▶ Exercise instructions
Return every line of the records below that contains the string "TARGET", matching case exactly.
# Data extract start
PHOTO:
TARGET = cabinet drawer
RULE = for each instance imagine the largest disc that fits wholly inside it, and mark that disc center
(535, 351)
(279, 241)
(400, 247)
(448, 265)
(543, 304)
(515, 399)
# Data extract end
# Data extract start
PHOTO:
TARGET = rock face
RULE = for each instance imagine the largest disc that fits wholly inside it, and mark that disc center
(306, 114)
# Data extract end
# Data extract start
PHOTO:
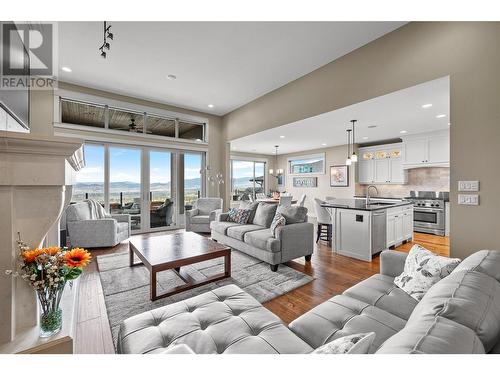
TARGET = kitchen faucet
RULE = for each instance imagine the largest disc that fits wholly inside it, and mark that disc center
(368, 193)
# Data extract end
▶ The completed task
TARGET = cabinet drawer
TARGET = rock face
TARGET = kitchen faucet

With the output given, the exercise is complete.